▶ **TASK DETAILS**:
Transcribe everything in the figure captions on atmospheric xenon and atmospheric evolution from "Data from (49)." down to "atomic mass 130.", word for word.

▶ **READING PASSAGE**:
↓
Data from (49). The vertical axis shows the fractionation per atomic mass unit (amu) of atmospheric xenon relative to modern air. To compute this average fractionation across the nine isotopes, Avice and co-workers (49) normalized the isotopic compositions to 130Xe and to the isotopic composition of the modern atmosphere using the delta notation. For a Xe isotope of mass i, δiXeair = 1000 × ((iXe/130Xe)sample/(iXe/130Xe)air − 1). The slope of a straight line fit to the normalized data provides the average fractionation per atomic mass per unit and its uncertainty, i.e., plotted points. Inset: A diagram showing schematically how the slope of the fractionation of the nine isotopes changed over time relative to the initial solar composition, where the graph is normalized to atomic mass 130.
Fig. 5
Fig. 5. An overview of post-Archean atmospheric evolution in the context of biological evolution and constraints on mean global temperature in the Archean (see text) in the context of the glacial record.
↑
▶ **SUPPLIED MATERIAL**:
↓
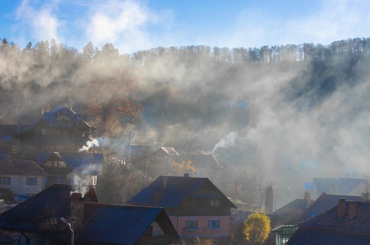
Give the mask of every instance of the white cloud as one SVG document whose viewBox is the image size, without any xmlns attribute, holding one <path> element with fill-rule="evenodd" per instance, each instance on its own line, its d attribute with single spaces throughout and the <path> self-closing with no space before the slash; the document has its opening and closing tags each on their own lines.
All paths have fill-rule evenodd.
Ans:
<svg viewBox="0 0 370 245">
<path fill-rule="evenodd" d="M 28 0 L 24 0 L 16 12 L 16 20 L 21 23 L 21 31 L 29 31 L 32 38 L 38 40 L 54 38 L 60 41 L 58 28 L 61 23 L 52 14 L 53 7 L 53 4 L 44 5 L 37 9 Z"/>
<path fill-rule="evenodd" d="M 121 52 L 151 48 L 146 25 L 156 16 L 145 7 L 131 1 L 112 0 L 92 9 L 86 29 L 89 40 L 98 46 L 113 43 Z"/>
<path fill-rule="evenodd" d="M 327 44 L 367 36 L 370 33 L 369 8 L 368 1 L 327 0 L 313 12 L 280 18 L 275 15 L 271 17 L 270 12 L 249 9 L 242 12 L 221 36 L 213 38 L 217 40 L 216 45 L 230 48 L 305 42 Z"/>
</svg>

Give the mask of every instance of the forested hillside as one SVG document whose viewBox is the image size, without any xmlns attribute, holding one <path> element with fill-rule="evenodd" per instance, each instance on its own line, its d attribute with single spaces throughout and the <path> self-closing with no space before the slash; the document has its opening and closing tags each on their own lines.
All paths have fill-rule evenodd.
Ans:
<svg viewBox="0 0 370 245">
<path fill-rule="evenodd" d="M 40 41 L 0 47 L 0 123 L 66 103 L 98 132 L 194 140 L 224 164 L 290 184 L 367 175 L 370 38 L 260 48 L 158 47 L 120 54 Z M 289 175 L 286 170 L 289 168 Z M 274 180 L 275 181 L 275 180 Z M 280 181 L 283 181 L 279 180 Z"/>
</svg>

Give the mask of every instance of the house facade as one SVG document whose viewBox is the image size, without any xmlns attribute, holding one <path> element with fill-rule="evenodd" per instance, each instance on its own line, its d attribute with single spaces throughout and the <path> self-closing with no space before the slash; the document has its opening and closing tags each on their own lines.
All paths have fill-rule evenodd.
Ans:
<svg viewBox="0 0 370 245">
<path fill-rule="evenodd" d="M 46 187 L 56 183 L 95 187 L 104 157 L 100 153 L 39 152 L 37 164 L 48 172 Z"/>
<path fill-rule="evenodd" d="M 161 176 L 129 203 L 165 208 L 182 238 L 229 236 L 236 207 L 207 178 Z"/>
<path fill-rule="evenodd" d="M 0 188 L 10 190 L 15 195 L 34 195 L 45 187 L 48 173 L 32 161 L 9 155 L 0 159 Z"/>
<path fill-rule="evenodd" d="M 13 137 L 13 152 L 35 160 L 40 151 L 77 152 L 93 139 L 86 117 L 58 105 Z"/>
</svg>

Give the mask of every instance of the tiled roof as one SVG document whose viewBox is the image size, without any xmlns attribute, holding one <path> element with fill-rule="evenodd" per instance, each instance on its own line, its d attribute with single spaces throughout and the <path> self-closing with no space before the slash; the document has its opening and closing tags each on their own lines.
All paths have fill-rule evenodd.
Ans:
<svg viewBox="0 0 370 245">
<path fill-rule="evenodd" d="M 302 221 L 311 219 L 337 205 L 338 199 L 340 198 L 345 198 L 346 200 L 350 201 L 361 200 L 361 197 L 358 196 L 337 195 L 324 193 L 305 211 L 301 216 L 300 221 Z"/>
<path fill-rule="evenodd" d="M 47 175 L 48 173 L 32 161 L 15 158 L 9 155 L 1 157 L 0 173 L 2 174 Z"/>
<path fill-rule="evenodd" d="M 196 169 L 214 168 L 219 167 L 219 165 L 212 155 L 183 155 L 181 156 L 183 160 L 190 160 L 193 162 L 192 165 Z"/>
<path fill-rule="evenodd" d="M 349 203 L 356 215 L 348 219 Z M 370 244 L 370 202 L 346 201 L 345 214 L 338 218 L 338 205 L 300 223 L 288 244 Z"/>
<path fill-rule="evenodd" d="M 163 188 L 164 178 L 167 185 Z M 129 202 L 129 203 L 176 208 L 202 185 L 208 182 L 214 190 L 227 199 L 230 207 L 236 207 L 207 178 L 195 178 L 173 176 L 160 176 L 147 187 L 142 190 Z"/>
<path fill-rule="evenodd" d="M 164 210 L 140 206 L 85 203 L 80 238 L 95 243 L 134 245 Z M 171 221 L 169 220 L 169 222 Z"/>
<path fill-rule="evenodd" d="M 356 234 L 299 228 L 287 243 L 288 245 L 367 245 L 370 236 Z"/>
<path fill-rule="evenodd" d="M 15 240 L 2 232 L 0 232 L 0 244 L 12 244 Z"/>
<path fill-rule="evenodd" d="M 163 150 L 166 154 L 171 156 L 178 156 L 180 155 L 178 152 L 172 147 L 161 147 L 160 149 Z"/>
<path fill-rule="evenodd" d="M 39 152 L 37 164 L 45 162 L 53 154 L 82 175 L 97 175 L 100 173 L 103 154 L 77 152 Z"/>
<path fill-rule="evenodd" d="M 93 188 L 87 186 L 54 184 L 28 200 L 0 215 L 0 229 L 19 228 L 37 231 L 47 218 L 66 218 L 69 212 L 71 192 L 88 190 L 95 201 L 98 200 Z"/>
<path fill-rule="evenodd" d="M 370 185 L 367 179 L 360 178 L 313 178 L 318 194 L 348 195 L 360 183 Z"/>
<path fill-rule="evenodd" d="M 68 120 L 61 121 L 62 122 L 62 123 L 61 124 L 61 122 L 57 119 L 59 117 L 63 115 L 68 118 Z M 49 126 L 62 125 L 63 126 L 73 126 L 79 123 L 82 123 L 87 127 L 91 127 L 85 121 L 86 119 L 86 116 L 85 115 L 77 114 L 67 106 L 59 105 L 49 112 L 44 113 L 42 115 L 42 117 L 34 122 L 28 128 L 26 129 L 25 131 L 30 129 L 33 126 L 42 120 L 45 121 Z"/>
<path fill-rule="evenodd" d="M 45 215 L 58 219 L 69 214 L 71 192 L 81 188 L 71 185 L 55 184 L 18 206 L 0 215 L 0 229 L 22 229 L 40 231 L 39 224 Z M 178 238 L 170 219 L 162 208 L 99 203 L 93 189 L 89 194 L 94 202 L 84 204 L 85 220 L 76 239 L 87 244 L 136 244 L 144 232 L 161 215 L 165 216 L 167 231 Z M 17 225 L 19 225 L 19 228 Z M 167 234 L 167 233 L 166 233 Z"/>
<path fill-rule="evenodd" d="M 273 212 L 274 214 L 283 215 L 286 212 L 291 211 L 291 209 L 304 211 L 307 209 L 312 202 L 311 199 L 299 199 L 294 200 L 285 206 L 283 206 Z M 338 202 L 338 200 L 337 200 Z"/>
</svg>

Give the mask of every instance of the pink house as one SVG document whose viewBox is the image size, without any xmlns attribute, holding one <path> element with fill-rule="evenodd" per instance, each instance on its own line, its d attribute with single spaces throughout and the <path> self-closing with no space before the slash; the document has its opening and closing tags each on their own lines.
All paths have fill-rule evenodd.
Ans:
<svg viewBox="0 0 370 245">
<path fill-rule="evenodd" d="M 228 236 L 236 207 L 207 178 L 161 176 L 129 204 L 165 208 L 182 238 Z"/>
</svg>

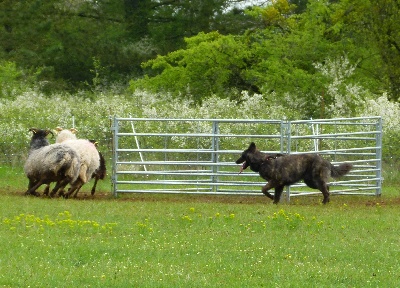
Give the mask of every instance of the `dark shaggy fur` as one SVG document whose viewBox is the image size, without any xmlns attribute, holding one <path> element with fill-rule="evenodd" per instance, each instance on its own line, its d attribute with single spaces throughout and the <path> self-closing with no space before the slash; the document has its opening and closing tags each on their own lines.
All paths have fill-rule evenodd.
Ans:
<svg viewBox="0 0 400 288">
<path fill-rule="evenodd" d="M 268 181 L 262 192 L 274 200 L 275 204 L 279 202 L 285 186 L 300 180 L 304 180 L 308 187 L 320 190 L 324 195 L 322 203 L 326 204 L 329 202 L 329 177 L 341 177 L 353 167 L 349 163 L 333 166 L 317 154 L 266 154 L 257 150 L 254 143 L 236 160 L 236 164 L 241 163 L 242 169 L 250 167 Z M 274 196 L 268 192 L 272 188 L 275 188 Z"/>
</svg>

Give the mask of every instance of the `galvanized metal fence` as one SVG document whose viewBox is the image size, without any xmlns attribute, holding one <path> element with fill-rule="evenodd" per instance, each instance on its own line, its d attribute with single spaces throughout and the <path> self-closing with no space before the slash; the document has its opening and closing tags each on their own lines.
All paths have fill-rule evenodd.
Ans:
<svg viewBox="0 0 400 288">
<path fill-rule="evenodd" d="M 380 195 L 380 117 L 279 121 L 113 118 L 113 193 L 262 195 L 265 180 L 239 175 L 235 160 L 250 142 L 264 152 L 319 153 L 354 164 L 330 183 L 332 194 Z M 273 191 L 271 191 L 273 192 Z M 299 183 L 292 196 L 320 193 Z"/>
</svg>

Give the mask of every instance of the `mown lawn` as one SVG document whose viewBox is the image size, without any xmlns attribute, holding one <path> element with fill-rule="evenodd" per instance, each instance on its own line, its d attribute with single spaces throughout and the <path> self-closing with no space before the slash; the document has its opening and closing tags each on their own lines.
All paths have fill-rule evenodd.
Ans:
<svg viewBox="0 0 400 288">
<path fill-rule="evenodd" d="M 400 285 L 397 187 L 379 198 L 273 205 L 245 196 L 25 197 L 18 179 L 0 189 L 0 287 Z"/>
</svg>

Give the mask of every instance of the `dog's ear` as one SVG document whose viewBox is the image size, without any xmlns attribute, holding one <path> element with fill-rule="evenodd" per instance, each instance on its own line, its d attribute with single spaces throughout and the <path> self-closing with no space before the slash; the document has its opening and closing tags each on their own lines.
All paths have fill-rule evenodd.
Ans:
<svg viewBox="0 0 400 288">
<path fill-rule="evenodd" d="M 248 150 L 251 152 L 256 151 L 256 144 L 254 142 L 251 142 Z"/>
</svg>

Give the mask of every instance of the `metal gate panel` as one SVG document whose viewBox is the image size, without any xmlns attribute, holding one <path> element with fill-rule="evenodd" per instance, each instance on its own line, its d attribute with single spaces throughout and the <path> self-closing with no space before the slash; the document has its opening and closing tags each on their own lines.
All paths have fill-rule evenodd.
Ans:
<svg viewBox="0 0 400 288">
<path fill-rule="evenodd" d="M 324 120 L 113 118 L 113 193 L 261 195 L 265 181 L 239 175 L 250 142 L 270 153 L 319 153 L 354 164 L 332 194 L 381 194 L 380 117 Z M 296 184 L 290 196 L 320 193 Z"/>
</svg>

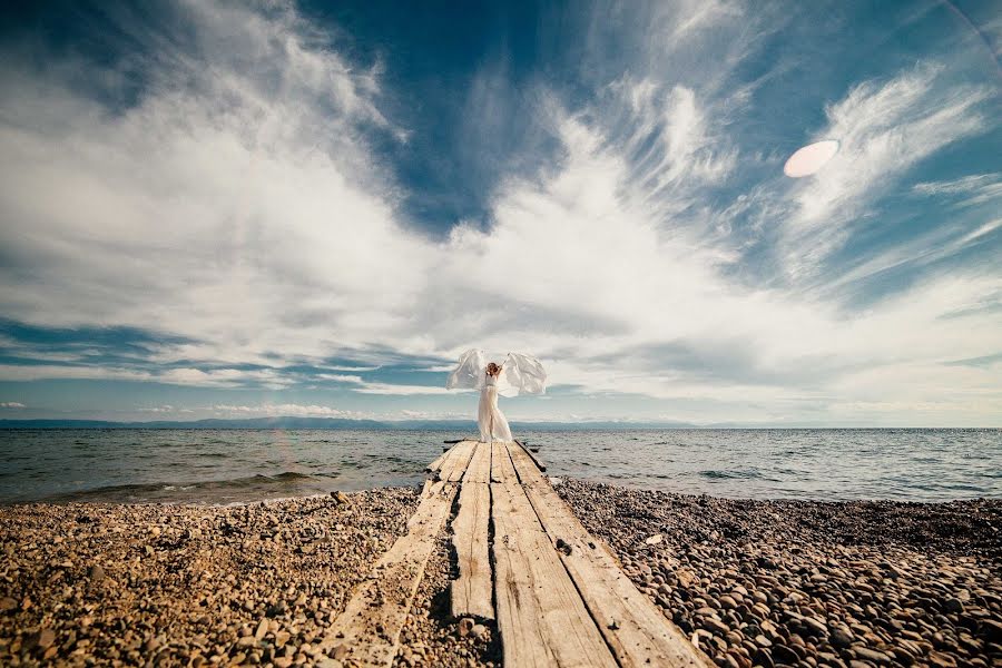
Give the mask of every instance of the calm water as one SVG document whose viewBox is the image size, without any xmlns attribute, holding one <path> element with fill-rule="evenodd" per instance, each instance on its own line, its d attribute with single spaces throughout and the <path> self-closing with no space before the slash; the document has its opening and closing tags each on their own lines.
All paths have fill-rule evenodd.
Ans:
<svg viewBox="0 0 1002 668">
<path fill-rule="evenodd" d="M 230 503 L 411 485 L 463 434 L 0 430 L 0 503 Z M 1002 430 L 518 431 L 550 475 L 731 498 L 1002 498 Z"/>
</svg>

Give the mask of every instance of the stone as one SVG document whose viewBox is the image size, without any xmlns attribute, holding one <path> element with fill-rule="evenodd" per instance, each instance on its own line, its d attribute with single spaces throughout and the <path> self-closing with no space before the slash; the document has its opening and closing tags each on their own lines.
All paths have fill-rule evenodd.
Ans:
<svg viewBox="0 0 1002 668">
<path fill-rule="evenodd" d="M 875 649 L 870 649 L 863 645 L 853 645 L 852 650 L 856 652 L 856 656 L 865 661 L 873 661 L 874 664 L 890 664 L 891 657 L 885 655 L 882 651 L 877 651 Z"/>
<path fill-rule="evenodd" d="M 955 668 L 956 666 L 956 659 L 942 651 L 933 650 L 925 658 L 930 666 L 936 666 L 937 668 Z"/>
<path fill-rule="evenodd" d="M 835 647 L 846 648 L 853 644 L 855 637 L 848 627 L 836 626 L 832 629 L 831 640 Z"/>
<path fill-rule="evenodd" d="M 794 665 L 800 660 L 800 657 L 785 645 L 774 645 L 773 659 L 779 664 Z"/>
<path fill-rule="evenodd" d="M 947 612 L 953 612 L 954 615 L 960 615 L 964 611 L 964 605 L 959 598 L 946 599 L 946 601 L 943 603 L 943 607 Z"/>
<path fill-rule="evenodd" d="M 264 639 L 265 635 L 268 632 L 268 620 L 262 618 L 259 622 L 257 622 L 257 630 L 254 631 L 254 638 L 256 640 Z"/>
<path fill-rule="evenodd" d="M 460 619 L 458 629 L 460 638 L 465 638 L 466 636 L 469 636 L 470 631 L 473 630 L 473 626 L 474 622 L 471 617 L 463 617 L 462 619 Z"/>
</svg>

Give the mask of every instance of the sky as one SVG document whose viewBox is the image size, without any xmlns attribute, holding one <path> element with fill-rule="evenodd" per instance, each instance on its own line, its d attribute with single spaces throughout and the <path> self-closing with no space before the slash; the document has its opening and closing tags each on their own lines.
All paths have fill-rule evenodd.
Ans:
↑
▶ **EXERCISE RESULT**:
Data from (49). The vertical axis shows the fractionation per atomic mass unit (amu) of atmospheric xenon relative to modern air. To compute this average fractionation across the nine isotopes, Avice and co-workers (49) normalized the isotopic compositions to 130Xe and to the isotopic composition of the modern atmosphere using the delta notation. For a Xe isotope of mass i, δiXeair = 1000 × ((iXe/130Xe)sample/(iXe/130Xe)air − 1). The slope of a straight line fit to the normalized data provides the average fractionation per atomic mass per unit and its uncertainty, i.e., plotted points. Inset: A diagram showing schematically how the slope of the fractionation of the nine isotopes changed over time relative to the initial solar composition, where the graph is normalized to atomic mass 130.